Dataset rows:
** begin **
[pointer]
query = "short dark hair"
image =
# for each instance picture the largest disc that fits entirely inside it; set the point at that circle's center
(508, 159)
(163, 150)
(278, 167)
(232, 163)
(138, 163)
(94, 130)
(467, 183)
** end **
** begin **
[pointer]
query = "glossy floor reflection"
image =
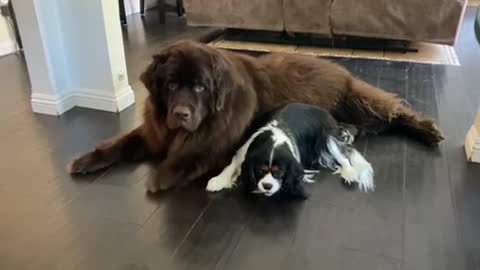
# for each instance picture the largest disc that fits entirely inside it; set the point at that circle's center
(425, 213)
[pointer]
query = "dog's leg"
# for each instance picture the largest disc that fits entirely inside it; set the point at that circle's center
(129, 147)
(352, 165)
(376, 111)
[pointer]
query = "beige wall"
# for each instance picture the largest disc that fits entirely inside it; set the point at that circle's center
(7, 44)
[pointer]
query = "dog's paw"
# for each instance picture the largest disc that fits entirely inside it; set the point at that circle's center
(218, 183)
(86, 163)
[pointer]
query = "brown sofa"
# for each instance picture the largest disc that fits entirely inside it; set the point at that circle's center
** end **
** begin **
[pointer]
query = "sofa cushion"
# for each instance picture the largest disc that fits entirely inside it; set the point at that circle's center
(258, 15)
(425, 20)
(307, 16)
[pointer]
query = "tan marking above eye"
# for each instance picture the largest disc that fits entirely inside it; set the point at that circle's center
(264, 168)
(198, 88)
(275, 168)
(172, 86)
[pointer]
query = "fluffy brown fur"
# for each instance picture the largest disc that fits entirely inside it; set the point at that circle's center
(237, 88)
** end **
Set exercise:
From the listing above, extract every line that contains the word "query" and give them in their original order.

Result of this task:
query = "short dark hair"
query = "glossy floor reflection"
query = "dog's leg"
query = "beige wall"
query = "dog's paw"
query = "brown sofa"
query = "sofa cushion"
query = "tan marking above eye"
query = "fluffy brown fur"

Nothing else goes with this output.